__SET TASK__. Count the lines in the data below that contain the string "spire", with case taken into account, and reply with only the number.
***** INPUT DATA
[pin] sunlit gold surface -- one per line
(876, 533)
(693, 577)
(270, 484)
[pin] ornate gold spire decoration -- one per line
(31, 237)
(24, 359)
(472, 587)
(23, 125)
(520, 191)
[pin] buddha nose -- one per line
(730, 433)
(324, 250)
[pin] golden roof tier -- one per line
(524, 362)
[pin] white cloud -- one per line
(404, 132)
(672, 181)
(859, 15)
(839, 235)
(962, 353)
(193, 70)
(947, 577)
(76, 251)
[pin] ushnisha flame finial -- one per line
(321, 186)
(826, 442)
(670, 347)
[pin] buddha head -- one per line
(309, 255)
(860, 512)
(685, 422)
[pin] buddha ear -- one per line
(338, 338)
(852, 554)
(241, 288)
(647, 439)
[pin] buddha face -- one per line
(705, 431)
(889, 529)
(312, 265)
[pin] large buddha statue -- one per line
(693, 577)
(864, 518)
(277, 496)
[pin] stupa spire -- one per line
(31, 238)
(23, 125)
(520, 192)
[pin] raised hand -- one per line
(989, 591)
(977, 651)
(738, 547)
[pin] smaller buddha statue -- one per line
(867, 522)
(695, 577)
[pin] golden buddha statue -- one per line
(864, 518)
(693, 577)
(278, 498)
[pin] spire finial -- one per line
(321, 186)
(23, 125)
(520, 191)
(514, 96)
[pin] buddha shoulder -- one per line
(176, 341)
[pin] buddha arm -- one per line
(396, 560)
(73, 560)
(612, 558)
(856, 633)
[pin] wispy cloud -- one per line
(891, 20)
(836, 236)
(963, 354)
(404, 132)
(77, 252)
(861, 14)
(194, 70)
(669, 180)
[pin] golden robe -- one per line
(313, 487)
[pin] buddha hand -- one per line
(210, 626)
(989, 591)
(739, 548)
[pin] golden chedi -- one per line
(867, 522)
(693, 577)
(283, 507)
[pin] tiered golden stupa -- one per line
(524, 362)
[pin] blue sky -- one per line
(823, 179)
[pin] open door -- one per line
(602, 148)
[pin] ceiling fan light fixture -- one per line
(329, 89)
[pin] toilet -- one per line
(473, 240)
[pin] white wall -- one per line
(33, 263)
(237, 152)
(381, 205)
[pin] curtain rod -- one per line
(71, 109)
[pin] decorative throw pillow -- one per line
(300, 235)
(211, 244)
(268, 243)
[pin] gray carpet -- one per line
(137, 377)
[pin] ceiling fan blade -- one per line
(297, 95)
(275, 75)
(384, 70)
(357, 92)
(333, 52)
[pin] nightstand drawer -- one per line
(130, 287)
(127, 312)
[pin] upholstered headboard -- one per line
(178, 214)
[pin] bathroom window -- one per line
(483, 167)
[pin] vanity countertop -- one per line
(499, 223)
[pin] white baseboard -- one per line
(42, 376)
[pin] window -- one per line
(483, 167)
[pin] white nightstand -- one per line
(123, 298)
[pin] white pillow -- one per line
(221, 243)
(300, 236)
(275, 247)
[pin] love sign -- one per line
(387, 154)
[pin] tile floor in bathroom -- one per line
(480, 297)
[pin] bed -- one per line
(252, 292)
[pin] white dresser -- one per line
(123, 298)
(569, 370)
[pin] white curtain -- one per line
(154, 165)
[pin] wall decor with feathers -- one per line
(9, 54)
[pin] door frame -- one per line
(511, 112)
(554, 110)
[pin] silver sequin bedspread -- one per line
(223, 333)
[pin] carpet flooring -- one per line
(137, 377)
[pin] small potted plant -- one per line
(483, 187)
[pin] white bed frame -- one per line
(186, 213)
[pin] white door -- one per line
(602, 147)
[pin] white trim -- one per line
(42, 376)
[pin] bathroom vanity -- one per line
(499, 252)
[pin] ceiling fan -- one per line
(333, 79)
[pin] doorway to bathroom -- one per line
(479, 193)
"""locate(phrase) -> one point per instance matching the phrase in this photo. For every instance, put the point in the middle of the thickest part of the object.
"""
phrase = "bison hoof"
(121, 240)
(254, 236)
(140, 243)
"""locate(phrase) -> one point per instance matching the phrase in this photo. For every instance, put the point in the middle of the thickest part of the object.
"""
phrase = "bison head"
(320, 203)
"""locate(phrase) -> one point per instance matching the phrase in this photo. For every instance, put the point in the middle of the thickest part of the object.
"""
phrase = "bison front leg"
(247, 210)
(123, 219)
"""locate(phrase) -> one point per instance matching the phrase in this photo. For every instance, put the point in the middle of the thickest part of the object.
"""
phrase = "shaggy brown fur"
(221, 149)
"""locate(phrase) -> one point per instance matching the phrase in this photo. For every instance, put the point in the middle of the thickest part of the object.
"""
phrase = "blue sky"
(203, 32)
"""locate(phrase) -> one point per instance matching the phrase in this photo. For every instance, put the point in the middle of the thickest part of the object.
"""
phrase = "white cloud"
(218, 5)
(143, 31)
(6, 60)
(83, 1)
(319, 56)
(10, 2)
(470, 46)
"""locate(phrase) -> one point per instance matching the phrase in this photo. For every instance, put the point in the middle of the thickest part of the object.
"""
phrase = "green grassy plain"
**********
***** INPUT DATA
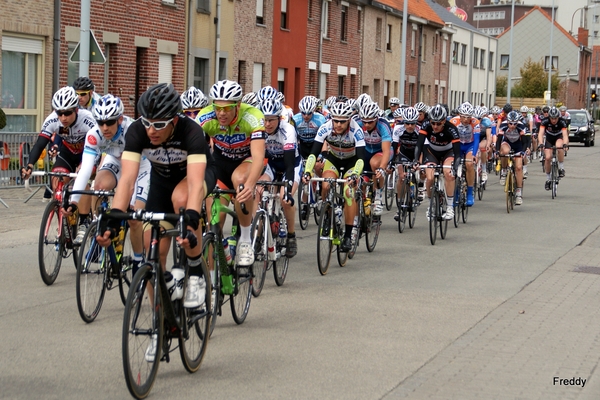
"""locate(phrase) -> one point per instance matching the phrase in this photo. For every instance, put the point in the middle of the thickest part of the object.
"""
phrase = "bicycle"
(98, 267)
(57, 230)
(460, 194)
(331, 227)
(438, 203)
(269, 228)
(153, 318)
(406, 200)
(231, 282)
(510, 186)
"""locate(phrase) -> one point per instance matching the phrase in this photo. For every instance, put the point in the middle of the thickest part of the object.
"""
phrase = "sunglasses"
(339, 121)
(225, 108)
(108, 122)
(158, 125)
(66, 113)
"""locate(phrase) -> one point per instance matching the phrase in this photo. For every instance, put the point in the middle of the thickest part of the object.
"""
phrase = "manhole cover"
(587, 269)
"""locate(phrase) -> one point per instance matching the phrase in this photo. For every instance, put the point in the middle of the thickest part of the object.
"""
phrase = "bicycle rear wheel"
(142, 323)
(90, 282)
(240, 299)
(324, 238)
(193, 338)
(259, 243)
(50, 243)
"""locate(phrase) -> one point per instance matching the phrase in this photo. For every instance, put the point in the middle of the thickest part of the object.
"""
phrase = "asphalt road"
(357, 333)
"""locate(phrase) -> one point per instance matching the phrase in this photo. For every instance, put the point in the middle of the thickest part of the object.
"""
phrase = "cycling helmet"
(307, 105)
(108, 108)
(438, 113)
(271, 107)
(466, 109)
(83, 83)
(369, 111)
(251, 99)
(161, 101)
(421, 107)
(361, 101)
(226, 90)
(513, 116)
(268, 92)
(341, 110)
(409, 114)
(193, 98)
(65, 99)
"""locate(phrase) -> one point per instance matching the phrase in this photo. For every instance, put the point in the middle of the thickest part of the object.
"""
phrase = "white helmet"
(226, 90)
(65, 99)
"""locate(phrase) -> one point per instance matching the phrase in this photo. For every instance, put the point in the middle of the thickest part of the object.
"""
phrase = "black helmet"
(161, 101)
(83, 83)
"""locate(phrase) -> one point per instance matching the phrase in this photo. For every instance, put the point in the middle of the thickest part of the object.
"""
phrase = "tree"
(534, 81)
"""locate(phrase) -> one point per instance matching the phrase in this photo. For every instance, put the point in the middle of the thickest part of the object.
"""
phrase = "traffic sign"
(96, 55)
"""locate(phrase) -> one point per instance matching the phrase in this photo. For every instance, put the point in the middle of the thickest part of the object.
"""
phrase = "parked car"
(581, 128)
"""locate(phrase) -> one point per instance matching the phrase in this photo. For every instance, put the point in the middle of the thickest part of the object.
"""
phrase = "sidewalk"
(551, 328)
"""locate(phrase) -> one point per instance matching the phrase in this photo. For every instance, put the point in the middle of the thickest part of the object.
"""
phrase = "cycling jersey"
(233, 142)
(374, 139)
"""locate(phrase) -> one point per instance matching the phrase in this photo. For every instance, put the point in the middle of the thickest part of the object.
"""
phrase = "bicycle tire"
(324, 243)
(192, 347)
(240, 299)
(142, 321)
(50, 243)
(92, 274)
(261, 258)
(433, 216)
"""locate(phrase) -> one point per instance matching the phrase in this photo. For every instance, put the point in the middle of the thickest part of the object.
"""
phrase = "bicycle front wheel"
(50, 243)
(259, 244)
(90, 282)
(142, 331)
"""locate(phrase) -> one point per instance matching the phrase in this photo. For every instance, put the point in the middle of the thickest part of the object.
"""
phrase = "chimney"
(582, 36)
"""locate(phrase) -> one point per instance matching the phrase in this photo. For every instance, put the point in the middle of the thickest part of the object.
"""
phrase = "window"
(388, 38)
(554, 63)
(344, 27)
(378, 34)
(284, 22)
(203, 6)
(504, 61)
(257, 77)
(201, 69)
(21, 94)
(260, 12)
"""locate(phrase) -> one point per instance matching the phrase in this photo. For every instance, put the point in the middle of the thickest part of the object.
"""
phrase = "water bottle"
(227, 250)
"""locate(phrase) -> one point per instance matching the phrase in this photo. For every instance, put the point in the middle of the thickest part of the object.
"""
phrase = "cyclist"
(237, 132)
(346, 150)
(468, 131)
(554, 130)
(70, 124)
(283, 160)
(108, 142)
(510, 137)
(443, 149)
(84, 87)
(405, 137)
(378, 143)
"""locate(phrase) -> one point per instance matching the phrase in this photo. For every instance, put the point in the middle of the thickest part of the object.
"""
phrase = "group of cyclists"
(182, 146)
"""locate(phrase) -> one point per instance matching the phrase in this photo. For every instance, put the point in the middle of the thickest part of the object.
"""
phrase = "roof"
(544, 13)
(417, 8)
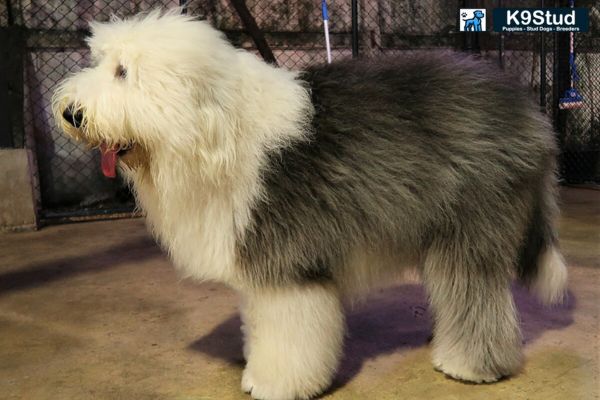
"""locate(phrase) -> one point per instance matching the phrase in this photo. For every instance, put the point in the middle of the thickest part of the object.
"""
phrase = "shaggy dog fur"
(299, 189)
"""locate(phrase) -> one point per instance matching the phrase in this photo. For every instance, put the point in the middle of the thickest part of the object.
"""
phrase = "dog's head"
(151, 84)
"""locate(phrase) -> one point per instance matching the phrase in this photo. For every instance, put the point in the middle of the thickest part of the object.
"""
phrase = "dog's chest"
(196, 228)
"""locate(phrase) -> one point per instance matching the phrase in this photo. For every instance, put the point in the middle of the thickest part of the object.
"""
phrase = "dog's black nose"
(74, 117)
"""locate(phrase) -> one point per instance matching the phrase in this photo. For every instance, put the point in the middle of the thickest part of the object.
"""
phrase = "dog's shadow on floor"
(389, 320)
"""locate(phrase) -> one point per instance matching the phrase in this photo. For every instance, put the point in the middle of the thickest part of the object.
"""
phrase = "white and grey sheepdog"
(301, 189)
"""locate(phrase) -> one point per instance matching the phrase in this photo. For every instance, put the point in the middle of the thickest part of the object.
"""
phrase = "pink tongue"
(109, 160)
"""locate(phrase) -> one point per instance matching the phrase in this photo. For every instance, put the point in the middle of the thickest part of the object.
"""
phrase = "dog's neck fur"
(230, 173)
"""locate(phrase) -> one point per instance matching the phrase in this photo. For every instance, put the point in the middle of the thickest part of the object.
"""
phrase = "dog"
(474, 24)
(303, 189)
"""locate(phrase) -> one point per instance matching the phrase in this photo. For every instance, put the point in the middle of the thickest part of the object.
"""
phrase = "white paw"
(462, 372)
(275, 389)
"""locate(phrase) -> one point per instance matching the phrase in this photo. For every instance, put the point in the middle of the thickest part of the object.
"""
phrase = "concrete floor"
**********
__RESPONSE TO THIS TASK__. 3